start THE INPUT
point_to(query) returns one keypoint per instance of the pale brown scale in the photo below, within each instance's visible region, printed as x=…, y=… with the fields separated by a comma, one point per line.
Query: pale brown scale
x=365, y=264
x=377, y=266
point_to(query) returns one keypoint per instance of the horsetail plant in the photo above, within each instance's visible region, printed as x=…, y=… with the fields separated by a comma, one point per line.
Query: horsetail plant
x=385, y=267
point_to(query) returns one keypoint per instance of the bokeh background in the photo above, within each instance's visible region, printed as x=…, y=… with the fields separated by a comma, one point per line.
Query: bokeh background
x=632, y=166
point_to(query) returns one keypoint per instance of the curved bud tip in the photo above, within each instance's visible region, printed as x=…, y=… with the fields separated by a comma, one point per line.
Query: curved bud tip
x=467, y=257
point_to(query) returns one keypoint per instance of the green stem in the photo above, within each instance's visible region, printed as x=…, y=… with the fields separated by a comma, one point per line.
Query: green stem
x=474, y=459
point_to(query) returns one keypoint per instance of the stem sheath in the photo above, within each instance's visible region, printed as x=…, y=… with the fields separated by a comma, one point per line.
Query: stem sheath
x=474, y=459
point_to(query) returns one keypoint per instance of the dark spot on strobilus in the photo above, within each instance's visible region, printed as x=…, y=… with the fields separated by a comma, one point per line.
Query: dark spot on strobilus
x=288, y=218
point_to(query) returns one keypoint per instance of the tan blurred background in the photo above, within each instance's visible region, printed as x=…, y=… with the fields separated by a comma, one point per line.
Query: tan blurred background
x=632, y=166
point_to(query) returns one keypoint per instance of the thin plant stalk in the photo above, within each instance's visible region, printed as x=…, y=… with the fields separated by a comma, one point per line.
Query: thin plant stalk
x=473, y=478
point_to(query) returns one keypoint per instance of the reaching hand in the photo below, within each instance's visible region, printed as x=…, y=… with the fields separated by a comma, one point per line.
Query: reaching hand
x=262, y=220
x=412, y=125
end THE INPUT
**GIVEN REQUEST**
Render all of the material above as a two-column CSV with the columns input and output. Make one row for each text and its answer, put each in a single quoted field, and turn line breaks inside a field into spaces.

**RESPONSE BELOW**
input,output
"point_to(query) returns one keypoint per instance of the pale brown scale in the photo below, within each instance's visible region, printed as x=…, y=… with the fields separated by a comma, one point per line. Query: pale brown scale","x=365, y=264 x=377, y=266"
"point_to(query) returns one keypoint per instance of the horsetail plant in the photo above, within each instance's visible region, printed as x=…, y=… with the fields separated by a comma, one point per line. Query: horsetail plant","x=385, y=267"
"point_to(query) returns one keypoint per instance of the bokeh background in the photo above, within each instance's visible region, printed as x=…, y=… with the fields separated by a comma, one point per line. Query: bokeh background","x=632, y=166"
"point_to(query) returns one keypoint per instance of the curved bud tip in the photo above, within each instance's visible region, printed as x=…, y=… with the fields separated by a comma, one point per line. Query: curved bud tip","x=467, y=257"
"point_to(query) returns one keypoint per instance of the green stem in the photo above, within each instance's visible region, printed as x=…, y=… with the fields separated by a comma, one point per line. Query: green stem","x=474, y=459"
"point_to(query) returns one keypoint per instance of the stem sheath in the photo above, within each instance's visible region, printed as x=…, y=… with the fields separated by a comma, one point per line. Query: stem sheath","x=474, y=459"
"point_to(query) returns one keypoint per instance of the dark spot on strobilus in the photo above, within each instance's visible region, printed as x=…, y=… with the fields separated by a comma, one point per line. Query: dark spot on strobilus","x=288, y=218"
"point_to(query) returns one keypoint per instance of the tan blurred background in the photo above, within each instance's visible region, printed as x=…, y=… with the fields separated by a comma, one point per line. Query: tan blurred background","x=632, y=166"
"point_to(query) returns one keypoint per instance of the thin plant stalk in the photo above, within each instance's visible region, printed as x=…, y=… with the fields separated by a comma, one point per line. Query: thin plant stalk","x=473, y=478"
"point_to(query) returns one keypoint per instance of the reaching hand in the photo below, within each instance's visible region, printed as x=…, y=… with the fields separated by a comma, one point per line. Query: reaching hand","x=262, y=220 x=412, y=125"